__REQUIREMENT__. Set down every record below exactly as written.

[[ DATA FOR THIS TASK, beginning ]]

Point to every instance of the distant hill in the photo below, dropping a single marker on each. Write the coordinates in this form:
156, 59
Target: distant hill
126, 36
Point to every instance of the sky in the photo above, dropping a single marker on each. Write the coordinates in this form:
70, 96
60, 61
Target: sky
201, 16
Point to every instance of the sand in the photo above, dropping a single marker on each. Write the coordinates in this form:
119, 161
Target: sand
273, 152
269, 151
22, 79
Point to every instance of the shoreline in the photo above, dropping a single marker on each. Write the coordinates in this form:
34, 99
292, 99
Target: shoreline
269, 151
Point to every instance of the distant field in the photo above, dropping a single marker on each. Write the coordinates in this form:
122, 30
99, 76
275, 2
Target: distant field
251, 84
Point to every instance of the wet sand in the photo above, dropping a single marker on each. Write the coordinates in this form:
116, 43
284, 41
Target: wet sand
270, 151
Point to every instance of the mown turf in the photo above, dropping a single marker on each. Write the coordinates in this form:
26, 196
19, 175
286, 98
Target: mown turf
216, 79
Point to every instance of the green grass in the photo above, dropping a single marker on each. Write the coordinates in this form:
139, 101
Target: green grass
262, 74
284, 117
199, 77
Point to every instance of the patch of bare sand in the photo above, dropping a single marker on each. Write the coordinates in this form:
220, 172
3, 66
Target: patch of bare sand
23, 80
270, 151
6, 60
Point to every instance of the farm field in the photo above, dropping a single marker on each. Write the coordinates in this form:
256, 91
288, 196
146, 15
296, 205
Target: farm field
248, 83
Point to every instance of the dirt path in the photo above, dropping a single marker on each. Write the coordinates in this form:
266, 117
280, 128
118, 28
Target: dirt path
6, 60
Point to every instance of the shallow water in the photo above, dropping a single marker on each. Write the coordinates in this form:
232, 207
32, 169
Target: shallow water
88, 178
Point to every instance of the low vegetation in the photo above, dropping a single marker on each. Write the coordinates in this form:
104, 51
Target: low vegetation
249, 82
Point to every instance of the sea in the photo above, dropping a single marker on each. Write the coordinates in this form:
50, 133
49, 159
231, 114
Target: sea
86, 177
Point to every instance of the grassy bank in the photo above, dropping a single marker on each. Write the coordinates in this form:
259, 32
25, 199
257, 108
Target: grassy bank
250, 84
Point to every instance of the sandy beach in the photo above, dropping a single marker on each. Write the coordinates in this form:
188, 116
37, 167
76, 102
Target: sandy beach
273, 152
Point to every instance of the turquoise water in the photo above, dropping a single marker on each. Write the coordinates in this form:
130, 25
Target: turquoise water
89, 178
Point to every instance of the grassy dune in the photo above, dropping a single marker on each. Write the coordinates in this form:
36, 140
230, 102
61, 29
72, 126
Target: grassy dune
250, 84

[[ DATA FOR THIS TASK, end ]]

__OUTPUT BELOW__.
Point to every instance of the distant hill in the photo below, dropping a single marker on each. Write the coordinates in this form:
156, 59
Target: distant hill
126, 36
Point to every instance of the sky in the photo above, dropping a single marker on each. Write the coordinates in this form:
70, 96
60, 61
Target: sky
201, 16
Point to every instance of the sand in the photo above, dropping a single marker on each. Write the coordinates in this form:
119, 161
Target: sand
273, 152
269, 151
22, 79
Point to every instance of the shoreline in the photo above, dropping a single marker on each. Write the coordinates in this form:
34, 99
292, 99
Target: shoreline
269, 151
Point to every instance of the distant field in the photo above, dropping a single marker on each. Write the coordinates in this form:
122, 30
99, 76
275, 2
Target: distant field
251, 84
Point to every instance of the wet sand in the photo above, dropping a single marker on each. Write the coordinates in this form:
116, 43
284, 41
Target: wet sand
270, 151
Point to every instance of the mown turf in the photo above, dropping a single marker on each. Write the coordinates in this form:
26, 196
19, 175
286, 98
Target: mown turf
216, 79
Point to every instance of the green grass in the photo above, dropping a single marker on each. Write the coordinates in this form:
139, 101
Target: green grass
262, 74
284, 117
199, 77
Point to every instance of the patch of bare sand in the photo above, dropping a single marker on each. Write the coordinates in this form:
220, 172
3, 66
Target: patch of bare sand
23, 80
270, 151
6, 60
Point to every instance of the farm field in the photo above, dropping a single marker on each. Write the coordinates in this form:
256, 91
288, 196
146, 15
296, 205
Target: farm field
248, 83
Point to every instance of the dirt path in the photo above, dropping a single marker on each. Write the coordinates in this form:
266, 117
280, 128
118, 28
Target: dirt path
6, 60
Point to every instance of the shallow water in the photo above, dropping a single marker on each. Write the coordinates in this form:
232, 207
32, 169
Target: shallow water
88, 178
Point to every instance of the low vegetation in the photo above, dropping a single marker on each. Write the coordinates in this form:
104, 51
Target: low vegetation
249, 82
Point to every instance of the sea in the photo above, dropping a single marker on each. Write the coordinates in this form:
50, 133
49, 159
231, 114
Target: sea
86, 177
Point to every instance of the grassy bank in the photo above, dropping a single marker on each. Write the coordinates in this form:
259, 32
25, 199
257, 108
Target: grassy bank
250, 84
Point to every instance of the sandy beach in the photo above, dropping a single marker on each. Write the coordinates in this form:
188, 116
37, 167
76, 102
Target: sandy beach
273, 152
Point to every instance of the turquoise water in the photo above, dropping a single marker on each. Write the coordinates in this form:
130, 25
Target: turquoise water
89, 178
Point to every instance of the grassy dune in the photo above, dropping a single marker on each. Write the coordinates in this form:
36, 140
230, 102
61, 29
72, 126
Target: grassy dune
250, 84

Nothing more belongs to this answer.